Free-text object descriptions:
====

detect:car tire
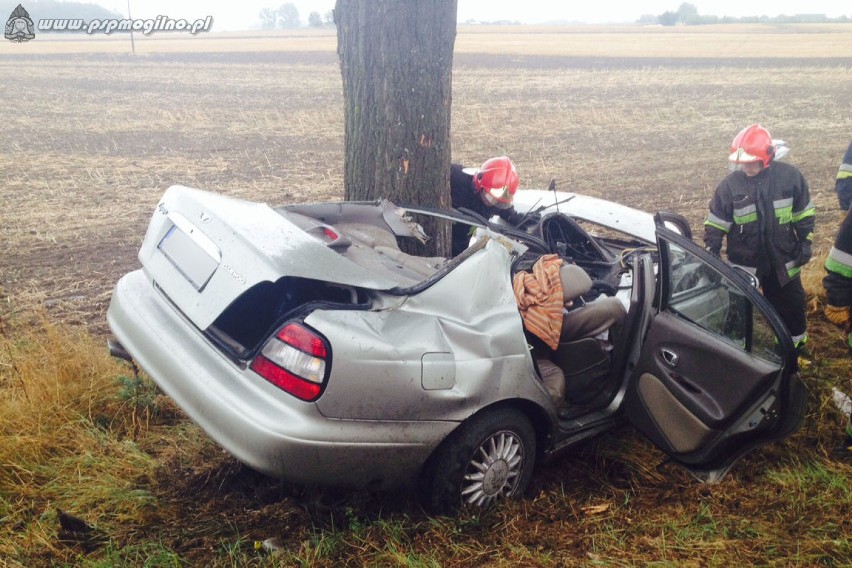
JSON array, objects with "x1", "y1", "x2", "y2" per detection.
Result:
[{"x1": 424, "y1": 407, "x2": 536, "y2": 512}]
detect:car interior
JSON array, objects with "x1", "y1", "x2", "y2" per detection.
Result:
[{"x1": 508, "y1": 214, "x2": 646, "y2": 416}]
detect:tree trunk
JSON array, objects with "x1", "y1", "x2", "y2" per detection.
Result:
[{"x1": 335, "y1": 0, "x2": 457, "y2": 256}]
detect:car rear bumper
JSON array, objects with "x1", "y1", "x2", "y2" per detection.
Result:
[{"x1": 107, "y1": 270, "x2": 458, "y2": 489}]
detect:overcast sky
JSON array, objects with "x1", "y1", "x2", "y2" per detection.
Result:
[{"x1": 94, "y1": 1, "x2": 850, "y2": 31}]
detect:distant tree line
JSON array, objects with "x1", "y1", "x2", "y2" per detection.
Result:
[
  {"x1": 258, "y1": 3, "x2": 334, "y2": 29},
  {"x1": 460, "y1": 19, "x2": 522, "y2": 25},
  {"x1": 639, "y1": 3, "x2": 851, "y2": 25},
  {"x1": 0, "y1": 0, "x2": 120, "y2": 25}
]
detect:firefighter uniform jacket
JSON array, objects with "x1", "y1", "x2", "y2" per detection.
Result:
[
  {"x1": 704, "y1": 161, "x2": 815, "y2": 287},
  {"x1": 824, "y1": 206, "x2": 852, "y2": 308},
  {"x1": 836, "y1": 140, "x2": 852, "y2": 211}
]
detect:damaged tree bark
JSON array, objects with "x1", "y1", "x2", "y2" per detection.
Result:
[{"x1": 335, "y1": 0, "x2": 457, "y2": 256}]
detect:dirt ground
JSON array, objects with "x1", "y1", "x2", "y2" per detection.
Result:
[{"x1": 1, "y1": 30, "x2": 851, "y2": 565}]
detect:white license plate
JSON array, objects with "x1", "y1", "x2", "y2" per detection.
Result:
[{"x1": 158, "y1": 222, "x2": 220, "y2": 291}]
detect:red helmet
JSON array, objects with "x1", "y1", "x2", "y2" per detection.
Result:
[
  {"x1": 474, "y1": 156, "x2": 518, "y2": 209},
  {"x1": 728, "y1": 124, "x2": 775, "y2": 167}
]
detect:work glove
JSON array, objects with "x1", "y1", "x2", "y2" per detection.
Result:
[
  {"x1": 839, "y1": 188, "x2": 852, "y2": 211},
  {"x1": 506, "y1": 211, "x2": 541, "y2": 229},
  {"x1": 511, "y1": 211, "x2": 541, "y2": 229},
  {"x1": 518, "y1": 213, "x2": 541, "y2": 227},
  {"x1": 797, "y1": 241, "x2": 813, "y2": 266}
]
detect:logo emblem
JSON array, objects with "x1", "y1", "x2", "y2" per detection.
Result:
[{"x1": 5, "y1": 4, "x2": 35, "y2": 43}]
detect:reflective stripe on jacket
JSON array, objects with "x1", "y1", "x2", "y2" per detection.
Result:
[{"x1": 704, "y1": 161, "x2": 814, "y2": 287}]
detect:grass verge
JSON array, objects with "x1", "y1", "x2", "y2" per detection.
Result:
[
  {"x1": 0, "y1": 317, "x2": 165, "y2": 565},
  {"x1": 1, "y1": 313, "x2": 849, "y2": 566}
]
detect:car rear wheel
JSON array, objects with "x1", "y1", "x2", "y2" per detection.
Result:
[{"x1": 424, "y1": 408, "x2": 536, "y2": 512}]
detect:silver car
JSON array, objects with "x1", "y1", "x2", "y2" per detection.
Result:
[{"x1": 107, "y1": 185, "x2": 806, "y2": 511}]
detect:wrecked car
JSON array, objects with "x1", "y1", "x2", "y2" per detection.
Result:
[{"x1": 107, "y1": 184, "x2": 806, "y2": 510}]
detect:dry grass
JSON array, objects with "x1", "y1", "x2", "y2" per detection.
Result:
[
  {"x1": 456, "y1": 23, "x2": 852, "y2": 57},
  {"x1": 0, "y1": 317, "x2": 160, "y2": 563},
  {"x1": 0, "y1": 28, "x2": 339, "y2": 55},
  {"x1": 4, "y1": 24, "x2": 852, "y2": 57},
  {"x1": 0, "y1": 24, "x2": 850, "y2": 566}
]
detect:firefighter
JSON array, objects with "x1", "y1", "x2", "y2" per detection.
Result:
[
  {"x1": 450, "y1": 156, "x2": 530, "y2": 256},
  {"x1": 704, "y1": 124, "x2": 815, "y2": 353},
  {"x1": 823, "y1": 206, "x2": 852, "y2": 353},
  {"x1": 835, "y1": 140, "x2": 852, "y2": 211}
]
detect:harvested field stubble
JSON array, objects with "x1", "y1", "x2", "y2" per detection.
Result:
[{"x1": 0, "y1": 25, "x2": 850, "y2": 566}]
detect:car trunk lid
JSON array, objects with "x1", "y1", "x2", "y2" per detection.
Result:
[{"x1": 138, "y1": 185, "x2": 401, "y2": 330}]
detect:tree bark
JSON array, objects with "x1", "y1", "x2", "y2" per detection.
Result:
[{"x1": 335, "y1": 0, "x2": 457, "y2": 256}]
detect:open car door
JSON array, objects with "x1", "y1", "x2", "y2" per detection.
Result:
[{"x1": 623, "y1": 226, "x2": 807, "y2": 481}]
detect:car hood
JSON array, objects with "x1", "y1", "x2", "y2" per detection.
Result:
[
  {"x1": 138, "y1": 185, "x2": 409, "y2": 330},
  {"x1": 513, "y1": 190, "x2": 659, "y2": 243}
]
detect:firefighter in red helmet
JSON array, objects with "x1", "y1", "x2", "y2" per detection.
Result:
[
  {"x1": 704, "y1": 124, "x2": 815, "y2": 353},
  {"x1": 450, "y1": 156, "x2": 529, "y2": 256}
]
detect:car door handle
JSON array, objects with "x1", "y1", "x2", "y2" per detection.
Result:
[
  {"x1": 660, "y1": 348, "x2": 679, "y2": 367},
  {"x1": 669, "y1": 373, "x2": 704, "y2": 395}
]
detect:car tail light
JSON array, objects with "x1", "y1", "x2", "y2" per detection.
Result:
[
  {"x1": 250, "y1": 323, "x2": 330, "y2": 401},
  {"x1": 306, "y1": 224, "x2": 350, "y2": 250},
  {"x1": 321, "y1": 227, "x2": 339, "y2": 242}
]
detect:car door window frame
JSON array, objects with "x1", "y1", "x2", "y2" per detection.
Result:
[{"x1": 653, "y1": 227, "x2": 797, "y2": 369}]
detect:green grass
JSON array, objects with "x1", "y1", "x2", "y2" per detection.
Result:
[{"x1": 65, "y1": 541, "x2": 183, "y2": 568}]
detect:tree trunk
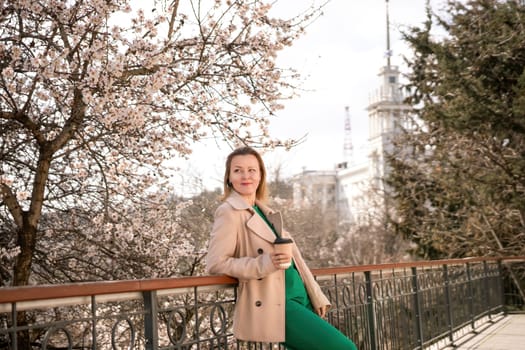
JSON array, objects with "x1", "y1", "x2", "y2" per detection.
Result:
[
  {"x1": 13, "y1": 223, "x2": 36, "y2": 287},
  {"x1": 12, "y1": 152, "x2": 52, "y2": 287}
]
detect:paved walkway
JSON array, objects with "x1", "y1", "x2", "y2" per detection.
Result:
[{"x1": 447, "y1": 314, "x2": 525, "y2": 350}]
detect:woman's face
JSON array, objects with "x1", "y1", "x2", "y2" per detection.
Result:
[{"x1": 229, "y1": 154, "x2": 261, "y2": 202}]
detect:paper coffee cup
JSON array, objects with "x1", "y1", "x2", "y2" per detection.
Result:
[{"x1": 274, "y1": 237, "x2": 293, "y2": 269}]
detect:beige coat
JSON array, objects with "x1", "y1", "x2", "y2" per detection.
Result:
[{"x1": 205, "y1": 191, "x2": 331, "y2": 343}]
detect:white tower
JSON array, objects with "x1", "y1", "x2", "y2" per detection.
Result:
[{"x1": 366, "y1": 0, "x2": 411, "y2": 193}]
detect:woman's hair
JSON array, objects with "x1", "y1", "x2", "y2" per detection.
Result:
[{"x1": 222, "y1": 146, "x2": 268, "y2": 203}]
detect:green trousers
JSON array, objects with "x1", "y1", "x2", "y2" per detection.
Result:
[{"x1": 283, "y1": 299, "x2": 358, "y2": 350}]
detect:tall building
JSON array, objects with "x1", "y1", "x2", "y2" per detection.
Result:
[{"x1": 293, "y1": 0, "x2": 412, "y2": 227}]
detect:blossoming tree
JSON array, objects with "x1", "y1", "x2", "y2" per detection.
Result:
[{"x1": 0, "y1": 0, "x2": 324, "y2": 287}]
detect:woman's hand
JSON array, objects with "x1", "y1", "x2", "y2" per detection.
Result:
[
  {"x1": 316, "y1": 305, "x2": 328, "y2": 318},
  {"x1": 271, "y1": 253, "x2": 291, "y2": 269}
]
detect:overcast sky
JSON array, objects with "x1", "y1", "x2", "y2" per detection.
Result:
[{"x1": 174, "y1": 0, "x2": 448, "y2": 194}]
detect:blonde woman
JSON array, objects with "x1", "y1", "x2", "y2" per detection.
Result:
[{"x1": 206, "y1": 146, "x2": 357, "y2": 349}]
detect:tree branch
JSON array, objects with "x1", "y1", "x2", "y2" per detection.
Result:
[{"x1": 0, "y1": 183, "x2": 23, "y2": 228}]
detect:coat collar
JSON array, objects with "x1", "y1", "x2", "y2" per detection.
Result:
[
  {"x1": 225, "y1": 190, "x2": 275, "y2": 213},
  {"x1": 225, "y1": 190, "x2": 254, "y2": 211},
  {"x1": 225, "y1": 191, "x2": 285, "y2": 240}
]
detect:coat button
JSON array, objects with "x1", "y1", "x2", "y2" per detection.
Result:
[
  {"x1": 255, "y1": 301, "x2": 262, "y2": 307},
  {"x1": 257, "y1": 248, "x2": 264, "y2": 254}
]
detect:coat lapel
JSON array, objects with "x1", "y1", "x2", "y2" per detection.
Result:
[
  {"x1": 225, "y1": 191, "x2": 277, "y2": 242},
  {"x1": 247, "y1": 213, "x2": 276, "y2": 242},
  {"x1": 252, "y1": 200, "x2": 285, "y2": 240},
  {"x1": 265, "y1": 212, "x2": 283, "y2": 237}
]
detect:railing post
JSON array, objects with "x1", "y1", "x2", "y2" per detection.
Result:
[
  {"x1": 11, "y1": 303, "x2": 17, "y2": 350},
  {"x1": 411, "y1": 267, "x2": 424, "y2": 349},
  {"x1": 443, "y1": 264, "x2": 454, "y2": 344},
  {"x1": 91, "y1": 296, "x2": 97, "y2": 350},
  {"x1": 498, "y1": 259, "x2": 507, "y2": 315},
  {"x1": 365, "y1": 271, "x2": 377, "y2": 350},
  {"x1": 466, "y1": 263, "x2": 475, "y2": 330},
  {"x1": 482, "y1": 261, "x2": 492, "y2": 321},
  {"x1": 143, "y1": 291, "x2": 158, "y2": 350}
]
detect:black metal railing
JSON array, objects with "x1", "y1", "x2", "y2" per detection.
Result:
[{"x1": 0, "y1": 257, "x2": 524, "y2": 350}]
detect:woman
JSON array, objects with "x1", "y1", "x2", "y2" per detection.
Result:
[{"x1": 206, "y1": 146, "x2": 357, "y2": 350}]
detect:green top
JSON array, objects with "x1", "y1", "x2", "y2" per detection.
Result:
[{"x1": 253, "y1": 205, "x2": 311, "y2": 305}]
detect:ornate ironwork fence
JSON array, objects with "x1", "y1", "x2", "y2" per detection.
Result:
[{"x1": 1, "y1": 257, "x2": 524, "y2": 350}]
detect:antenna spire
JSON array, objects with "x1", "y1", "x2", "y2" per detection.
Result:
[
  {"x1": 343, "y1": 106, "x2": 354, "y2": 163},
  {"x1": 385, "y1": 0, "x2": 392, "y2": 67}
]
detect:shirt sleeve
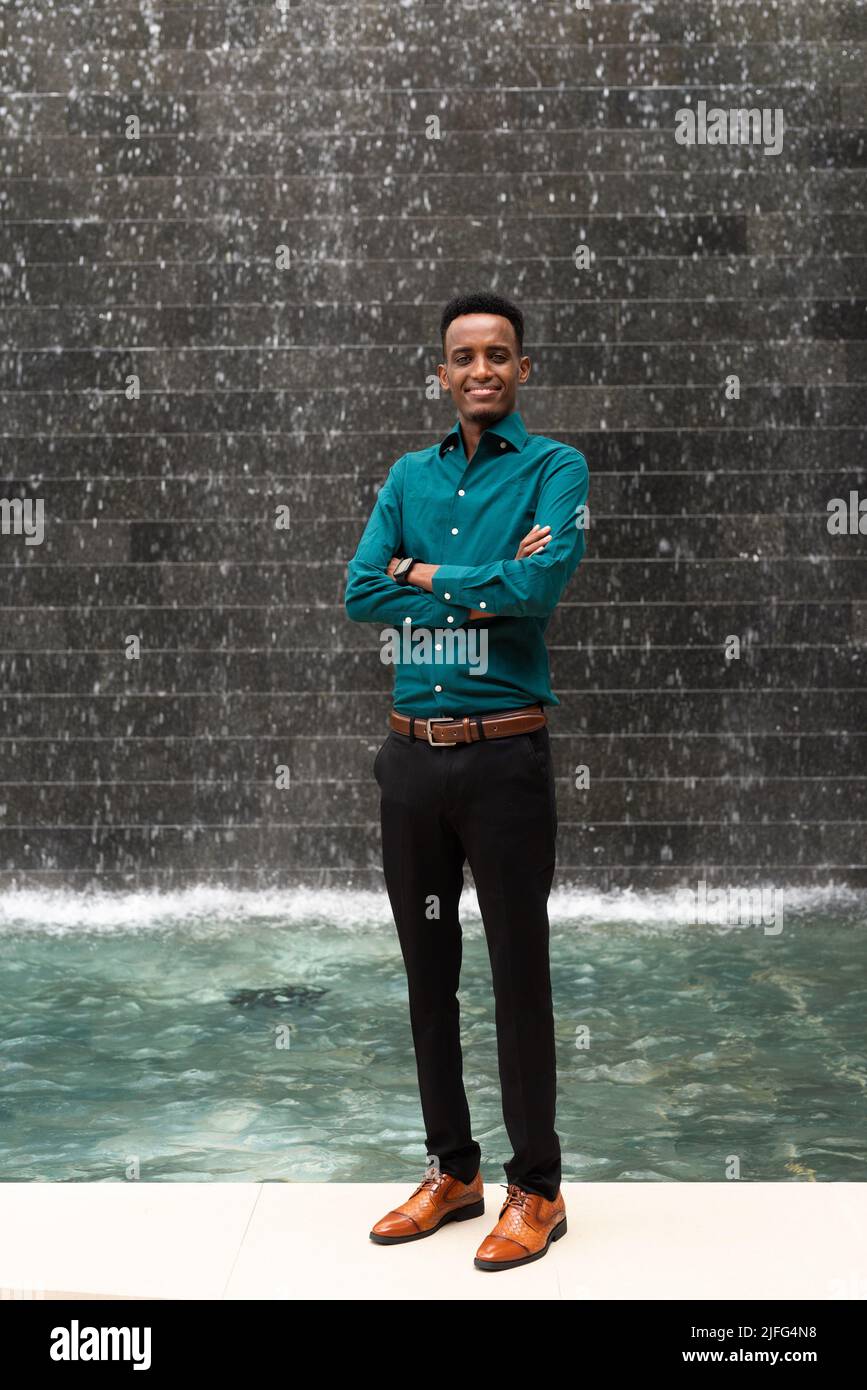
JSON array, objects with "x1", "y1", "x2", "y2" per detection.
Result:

====

- Work item -
In the records above, count the lines holding the word "grass"; give only that number.

- Task result -
3